---- Text excerpt

Consumers need to know about the increased risk of suicide from antidepressants so they can make fully informed decisions for themselves and their children.
National Suicide Prevention Month is a good time to raise the awareness of those taking antidepressants or giving the drugs to their children that antidepressants increase the risk of suicidal thoughts in actions in children and adults, according to the findings of a growing number of research studies.
Recently, researchers led by Michael P. Hengartner, PhD, senior researcher in the Department of Applied Psychology, Zurich University of Applied Sciences, conducted a systematic review of studies reporting a risk of suicide or suicide attempt for adult patients using new-generation antidepressants and found the drugs increased the risk of suicide.
Though no increased risk was found in this study specifically for selective serotonin reuptake inhibitor (SSRI) antidepressants, the researchers advised that publication bias (non-publication of unfavorable results) and financial conflicts of interest (due to pharmaceutical industry funding of studies) likely skewed the suicide rates lower in the studies used in this systematic review than would have been found otherwise.
“Exposure to new-generation antidepressants is associated with higher suicide risk in adult routine-care patients with depression and other treatment indications. Publication bias and [financial conflicts of interest] likely contribute to systematic underestimation of risk in the published literature,” they wrote in the Journal of Epidemiology and Community Health.
A 2019 study by Hengartner and Martin Plöderl did find an increased risk of suicide from SSRI antidepressants. The researchers re-analyzed data submitted to the FDA after approval of the antidepressants and concluded the drugs more than doubled the risk of suicidal behavior in adults.
“In this re-analysis of the FDA safety summaries, we found evidence that the rate of (attempted) suicide was about 2.5 times higher in antidepressant arms relative to pacebo,” they wrote in Psychotherapy and Psychosomatics.

--------
---- Dataset

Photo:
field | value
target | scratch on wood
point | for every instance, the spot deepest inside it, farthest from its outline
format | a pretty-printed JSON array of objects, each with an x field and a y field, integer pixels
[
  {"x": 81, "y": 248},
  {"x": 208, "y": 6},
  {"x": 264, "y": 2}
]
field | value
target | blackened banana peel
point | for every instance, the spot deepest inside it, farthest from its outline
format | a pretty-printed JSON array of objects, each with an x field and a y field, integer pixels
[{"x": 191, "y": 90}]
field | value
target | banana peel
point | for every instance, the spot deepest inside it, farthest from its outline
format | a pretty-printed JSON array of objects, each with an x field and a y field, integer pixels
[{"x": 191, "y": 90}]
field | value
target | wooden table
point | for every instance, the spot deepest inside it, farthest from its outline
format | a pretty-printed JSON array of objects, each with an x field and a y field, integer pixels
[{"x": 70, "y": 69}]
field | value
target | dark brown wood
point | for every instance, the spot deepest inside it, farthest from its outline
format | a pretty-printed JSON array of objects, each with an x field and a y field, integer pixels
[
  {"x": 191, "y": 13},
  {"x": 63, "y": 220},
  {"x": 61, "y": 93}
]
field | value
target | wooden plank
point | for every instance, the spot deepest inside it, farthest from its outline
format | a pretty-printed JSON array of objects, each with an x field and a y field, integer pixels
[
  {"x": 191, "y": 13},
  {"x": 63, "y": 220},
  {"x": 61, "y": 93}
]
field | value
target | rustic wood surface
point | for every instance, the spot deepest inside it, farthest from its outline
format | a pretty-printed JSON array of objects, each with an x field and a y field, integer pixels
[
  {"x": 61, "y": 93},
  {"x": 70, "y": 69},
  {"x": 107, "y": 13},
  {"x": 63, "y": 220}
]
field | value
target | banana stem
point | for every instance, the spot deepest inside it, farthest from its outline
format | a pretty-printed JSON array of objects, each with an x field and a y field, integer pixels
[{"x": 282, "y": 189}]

--------

### Exercise goal
Using the text on antidepressants and suicide risk, what are the answers to these questions?
(a) In which department and institution is Michael P. Hengartner a senior researcher?
(b) In which journal did Hengartner and Martin Plöderl publish their re-analysis of the FDA safety summaries?
(c) How much higher was the rate of (attempted) suicide in antidepressant arms in that re-analysis?

### Reply
(a) The Department of Applied Psychology, Zurich University of Applied Sciences.
(b) Psychotherapy and Psychosomatics.
(c) About 2.5 times higher.